TASK INSTRUCTIONS:
Each line from the one holding "Identify a point for each instance of the wooden deck" to the last line below must be restated word for word, and no picture may be included.

[Dataset entries]
——

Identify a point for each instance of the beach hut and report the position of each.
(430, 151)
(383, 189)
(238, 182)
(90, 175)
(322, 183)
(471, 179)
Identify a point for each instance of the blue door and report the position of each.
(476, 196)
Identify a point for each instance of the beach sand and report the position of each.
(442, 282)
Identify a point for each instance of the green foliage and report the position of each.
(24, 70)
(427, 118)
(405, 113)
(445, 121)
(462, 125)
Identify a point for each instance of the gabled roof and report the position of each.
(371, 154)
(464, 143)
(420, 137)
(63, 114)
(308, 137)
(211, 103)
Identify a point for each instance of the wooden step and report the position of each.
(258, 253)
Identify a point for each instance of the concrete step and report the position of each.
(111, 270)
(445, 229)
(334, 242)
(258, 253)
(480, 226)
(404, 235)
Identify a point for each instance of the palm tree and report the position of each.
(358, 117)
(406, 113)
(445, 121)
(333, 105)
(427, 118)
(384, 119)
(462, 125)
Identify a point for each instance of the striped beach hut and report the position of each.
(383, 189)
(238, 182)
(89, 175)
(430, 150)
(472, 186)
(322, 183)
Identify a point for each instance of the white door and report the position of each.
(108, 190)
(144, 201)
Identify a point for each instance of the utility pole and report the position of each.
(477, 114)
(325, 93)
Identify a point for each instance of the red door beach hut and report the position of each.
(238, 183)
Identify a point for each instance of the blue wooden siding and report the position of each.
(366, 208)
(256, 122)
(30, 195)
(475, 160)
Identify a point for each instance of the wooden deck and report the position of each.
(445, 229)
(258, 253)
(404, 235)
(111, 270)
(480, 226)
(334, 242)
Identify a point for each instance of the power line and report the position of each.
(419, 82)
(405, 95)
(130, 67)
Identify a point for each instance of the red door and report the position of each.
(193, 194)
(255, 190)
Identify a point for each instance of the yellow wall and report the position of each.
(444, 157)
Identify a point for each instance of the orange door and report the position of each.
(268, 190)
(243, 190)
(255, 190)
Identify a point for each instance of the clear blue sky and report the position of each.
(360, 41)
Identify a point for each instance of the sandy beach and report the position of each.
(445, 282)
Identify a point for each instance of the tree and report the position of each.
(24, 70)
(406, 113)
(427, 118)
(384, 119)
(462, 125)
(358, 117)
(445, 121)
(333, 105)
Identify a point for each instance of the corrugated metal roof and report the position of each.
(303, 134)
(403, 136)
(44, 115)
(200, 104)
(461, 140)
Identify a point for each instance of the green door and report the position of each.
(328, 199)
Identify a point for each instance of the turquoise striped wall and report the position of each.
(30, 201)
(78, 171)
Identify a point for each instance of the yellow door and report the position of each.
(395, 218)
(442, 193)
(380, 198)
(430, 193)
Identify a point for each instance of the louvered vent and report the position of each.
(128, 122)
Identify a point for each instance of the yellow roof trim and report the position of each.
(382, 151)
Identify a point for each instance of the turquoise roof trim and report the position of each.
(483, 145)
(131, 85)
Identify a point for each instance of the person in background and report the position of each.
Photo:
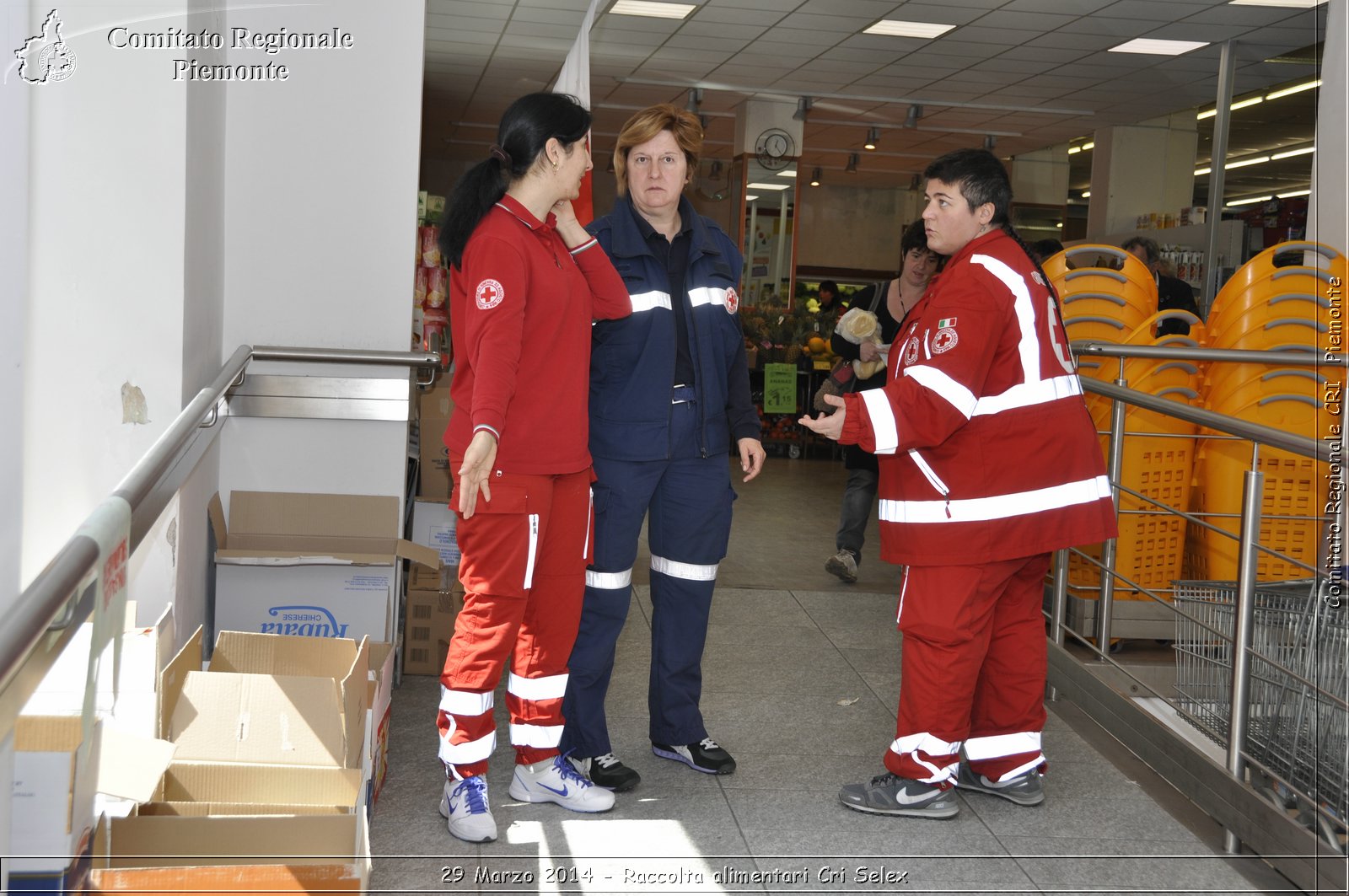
(829, 301)
(528, 281)
(989, 462)
(900, 294)
(669, 395)
(1171, 293)
(1045, 249)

——

TASK RESPONSE:
Identify a point for each instance of the wooden deck and report the position of each.
(445, 229)
(258, 253)
(404, 235)
(111, 270)
(480, 226)
(334, 242)
Identify a point for each instance of the power line and report the position of each.
(419, 82)
(405, 95)
(130, 67)
Identify a point for each instance of the red door and report the position of each.
(193, 194)
(255, 190)
Identify a point for each instance of the yellow wall and report the position of each.
(444, 157)
Identify a point for each instance of the orange door and report the position of each.
(268, 190)
(243, 190)
(255, 190)
Identify a point for each instance of the clear blue sky and report the position of each.
(360, 41)
Identify a point for each instance of the sandy beach and report the position of each.
(445, 282)
Identify a point for each instance of the tree and report the position of each.
(24, 70)
(406, 113)
(427, 118)
(384, 119)
(462, 125)
(358, 117)
(445, 121)
(333, 105)
Identify a point for each instance of the corrugated metal roof and report the position of each.
(303, 134)
(403, 136)
(44, 115)
(200, 104)
(461, 140)
Identify a point for each instance of the green door and report the position of each.
(328, 199)
Identify a point for each instance of the turquoise striped wall and report the position of each.
(30, 201)
(78, 171)
Identify a point for each instance of the yellow door and report the position of each.
(395, 218)
(442, 193)
(380, 198)
(430, 193)
Identify a point for each instance of the louvered vent and report the position of each.
(128, 122)
Identify a point for each instance of the yellow roof trim and report the position of each.
(382, 151)
Identify a point for each instance of the turquoise roof trim and report the position of each.
(483, 145)
(131, 85)
Identify a point for each instance of the person in background and report the position of each.
Photo:
(829, 301)
(528, 281)
(989, 462)
(900, 294)
(669, 395)
(1171, 293)
(1045, 249)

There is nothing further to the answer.